◆ AUSGEWÄHLTER TEXT
GZ.:

IX/27470

Fristvermerk:

 

Anschrift:

An das
Bundesministerium für
Wirtschaft und Arbeit
Abteilung C1/4 Wettbewerbspolitik und -recht
Stubenring 1
1011 Wien

Singerstraße 17-19, 1011 Wien
Tel.: +43-1-514 39/190
Fax: +43-1-514 39/509
Martin.Windisch@bmf.gv.at
www.finanzprokuratur.at

Per E-mail post@c14.bmwa.gv.at

begutachtungsverfahren@parlament.gv.at

Datum:                          

Wien, am 4. September 2008

Betreff:

Entwurf für ein Wettbewerbsreorganisationsgesetz 2008,
Wettbewerbsgesetz 2008 (WettbG 2008) ua;
zu GZ: BMWA-56.141/0002-c1/4/2008

Beilagen:

 

Anrede

Sehr geehrte Damen und Herren!

Texteingabe:

Die Finanzprokuratur nimmt zu dem ihr am 13.8.2008 auf elektronischem Wege übermittelten Entwurf eines Wettbewerbsreorganisationsgesetzes wie folgt Stellung.

 

Grundsätzlich wird die Absicht, mit dem gegenständlichen Entwurf die Bundeswettbewerbsbehörde zu stärken, begrüßt. Allerdings wäre vor einer allfälligen Beschlussfassung sicherzustellen, dass durch den Entwurf nicht in die Systematik der Vertretung der Republik Österreich (Bund) vor den Gerichten eingegriffen wird.

◆ INHALT DER DATENSÄTZE
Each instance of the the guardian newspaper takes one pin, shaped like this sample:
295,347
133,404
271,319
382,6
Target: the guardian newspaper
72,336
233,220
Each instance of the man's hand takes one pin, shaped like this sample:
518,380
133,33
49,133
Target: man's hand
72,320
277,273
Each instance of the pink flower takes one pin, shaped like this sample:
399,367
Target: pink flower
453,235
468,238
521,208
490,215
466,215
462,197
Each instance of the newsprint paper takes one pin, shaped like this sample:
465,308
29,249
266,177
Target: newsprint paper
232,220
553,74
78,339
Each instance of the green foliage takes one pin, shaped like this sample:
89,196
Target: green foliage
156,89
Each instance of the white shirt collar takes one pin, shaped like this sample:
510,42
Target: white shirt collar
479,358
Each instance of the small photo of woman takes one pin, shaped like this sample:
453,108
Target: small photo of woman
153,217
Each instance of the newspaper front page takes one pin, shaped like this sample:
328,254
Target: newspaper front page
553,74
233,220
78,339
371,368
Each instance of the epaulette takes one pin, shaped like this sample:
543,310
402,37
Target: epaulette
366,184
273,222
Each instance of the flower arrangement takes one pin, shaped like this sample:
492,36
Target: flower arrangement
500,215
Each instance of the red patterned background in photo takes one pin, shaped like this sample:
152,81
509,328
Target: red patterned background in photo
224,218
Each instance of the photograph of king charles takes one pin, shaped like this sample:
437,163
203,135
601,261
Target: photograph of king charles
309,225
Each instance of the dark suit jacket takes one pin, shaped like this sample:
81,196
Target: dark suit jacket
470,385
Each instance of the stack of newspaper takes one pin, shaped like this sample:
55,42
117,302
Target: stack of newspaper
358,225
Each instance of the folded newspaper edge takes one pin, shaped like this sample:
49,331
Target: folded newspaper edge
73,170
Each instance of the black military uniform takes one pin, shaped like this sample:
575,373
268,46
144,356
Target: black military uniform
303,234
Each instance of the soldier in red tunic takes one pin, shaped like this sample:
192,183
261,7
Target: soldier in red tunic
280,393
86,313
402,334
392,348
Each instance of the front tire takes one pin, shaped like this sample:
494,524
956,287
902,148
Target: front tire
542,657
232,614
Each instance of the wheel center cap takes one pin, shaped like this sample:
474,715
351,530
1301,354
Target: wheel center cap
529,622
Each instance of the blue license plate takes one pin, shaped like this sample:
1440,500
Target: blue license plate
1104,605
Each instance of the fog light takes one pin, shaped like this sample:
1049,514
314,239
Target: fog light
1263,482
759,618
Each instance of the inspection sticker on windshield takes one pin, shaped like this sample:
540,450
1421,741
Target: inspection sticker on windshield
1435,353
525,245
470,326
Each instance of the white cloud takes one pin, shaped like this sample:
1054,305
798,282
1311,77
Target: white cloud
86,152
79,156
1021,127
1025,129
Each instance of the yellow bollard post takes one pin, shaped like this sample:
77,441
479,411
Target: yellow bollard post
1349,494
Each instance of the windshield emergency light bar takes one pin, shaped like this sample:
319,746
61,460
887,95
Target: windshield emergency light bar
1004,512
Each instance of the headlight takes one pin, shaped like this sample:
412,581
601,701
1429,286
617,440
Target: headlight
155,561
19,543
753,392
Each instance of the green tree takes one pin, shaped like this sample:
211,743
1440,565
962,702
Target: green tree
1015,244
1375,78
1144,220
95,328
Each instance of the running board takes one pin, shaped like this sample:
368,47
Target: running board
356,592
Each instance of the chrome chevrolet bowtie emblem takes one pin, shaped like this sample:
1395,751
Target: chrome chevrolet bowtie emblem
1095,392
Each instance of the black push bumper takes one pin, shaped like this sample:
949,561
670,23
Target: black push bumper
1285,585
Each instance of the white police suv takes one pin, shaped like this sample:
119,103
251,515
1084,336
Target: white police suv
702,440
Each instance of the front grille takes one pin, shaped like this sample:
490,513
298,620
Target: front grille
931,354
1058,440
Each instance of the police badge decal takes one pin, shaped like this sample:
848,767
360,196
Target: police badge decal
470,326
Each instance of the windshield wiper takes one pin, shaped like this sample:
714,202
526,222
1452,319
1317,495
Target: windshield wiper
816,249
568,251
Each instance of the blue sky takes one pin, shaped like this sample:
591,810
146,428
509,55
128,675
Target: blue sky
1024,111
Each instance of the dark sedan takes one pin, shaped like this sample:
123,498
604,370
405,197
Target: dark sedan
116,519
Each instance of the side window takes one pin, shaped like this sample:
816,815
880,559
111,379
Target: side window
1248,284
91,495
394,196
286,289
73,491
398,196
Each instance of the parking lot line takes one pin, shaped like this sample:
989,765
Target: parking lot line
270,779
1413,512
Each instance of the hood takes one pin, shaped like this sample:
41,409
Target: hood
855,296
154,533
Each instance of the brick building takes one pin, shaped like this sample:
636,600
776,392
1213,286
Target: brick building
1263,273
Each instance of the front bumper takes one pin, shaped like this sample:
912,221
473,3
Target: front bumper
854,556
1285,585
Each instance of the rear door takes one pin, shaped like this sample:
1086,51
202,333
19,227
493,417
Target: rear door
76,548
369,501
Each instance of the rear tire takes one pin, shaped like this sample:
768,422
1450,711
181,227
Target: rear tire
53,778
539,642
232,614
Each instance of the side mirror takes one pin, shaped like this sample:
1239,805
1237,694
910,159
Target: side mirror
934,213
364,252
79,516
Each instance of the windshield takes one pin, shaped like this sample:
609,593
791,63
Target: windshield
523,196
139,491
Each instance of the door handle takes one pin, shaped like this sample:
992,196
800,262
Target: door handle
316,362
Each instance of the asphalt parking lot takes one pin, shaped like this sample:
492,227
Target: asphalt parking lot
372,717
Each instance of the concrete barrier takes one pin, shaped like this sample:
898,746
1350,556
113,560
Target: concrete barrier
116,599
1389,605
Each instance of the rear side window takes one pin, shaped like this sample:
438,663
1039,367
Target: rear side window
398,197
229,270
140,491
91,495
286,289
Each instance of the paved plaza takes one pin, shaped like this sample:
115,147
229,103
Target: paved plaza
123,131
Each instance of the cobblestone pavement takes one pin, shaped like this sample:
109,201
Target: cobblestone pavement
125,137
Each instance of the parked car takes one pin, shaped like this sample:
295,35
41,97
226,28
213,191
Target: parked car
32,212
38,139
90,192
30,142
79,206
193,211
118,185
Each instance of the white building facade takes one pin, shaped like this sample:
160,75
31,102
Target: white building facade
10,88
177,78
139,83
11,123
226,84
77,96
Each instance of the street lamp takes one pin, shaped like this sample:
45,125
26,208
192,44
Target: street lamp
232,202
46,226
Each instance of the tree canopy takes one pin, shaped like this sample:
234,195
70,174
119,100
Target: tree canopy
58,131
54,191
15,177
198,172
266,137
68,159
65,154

◆ AUFGABEN
[A] Entnimm den Datensätzen alles von der Zeile mit „Each instance of the tree“ bis hinunter zum Ende der Datensätze, beide Enden eingeschlossen, und gib diese Zeilen zeichengetreu wieder.
[B] Schreibe die Stellungnahme zum Entwurf des Wettbewerbsreorganisationsgesetzes ab der Stelle weiter, an der sie endet.
Die Datensätze haben mit der Stellungnahme nichts zu tun.

◆ ERWARTETE ANTWORTEN
[A]
Each instance of the tree canopy takes one pin, shaped like this sample:
234,195
70,174
119,100
Target: tree canopy
58,131
54,191
15,177
198,172
266,137
68,159
65,154

[B]
Der Entwurf sieht in Art 1 (Wettbewerbsgesetz 2008) unter § 43 Abs 1 zunächst die Berechtigung der Bundeswettbewerbsbehörde (BWB) vor, in Wahrnehmung ihrer Aufgaben nach diesem Bundesgesetz vor allen Behörden und Gerichten selbst aufzutreten, sofern nicht die Vertretung durch einen Rechtsanwalt vorgeschrieben ist. Gemäß Abs 2 dieser Gesetzesstelle kann sie weiters mit ihrer Vertretung auch die Finanzprokuratur oder einen Rechtsanwalt betrauen. Im Besonderen Teil der Erläuterungen wird zu § 43 WettbG 2008 ausgeführt, dass die bisherige Rechtslage (§ 15 WettbG, BGBl I Nr 62/2005 idF BGBl 1 Nr 2/2008) unverändert bleibe.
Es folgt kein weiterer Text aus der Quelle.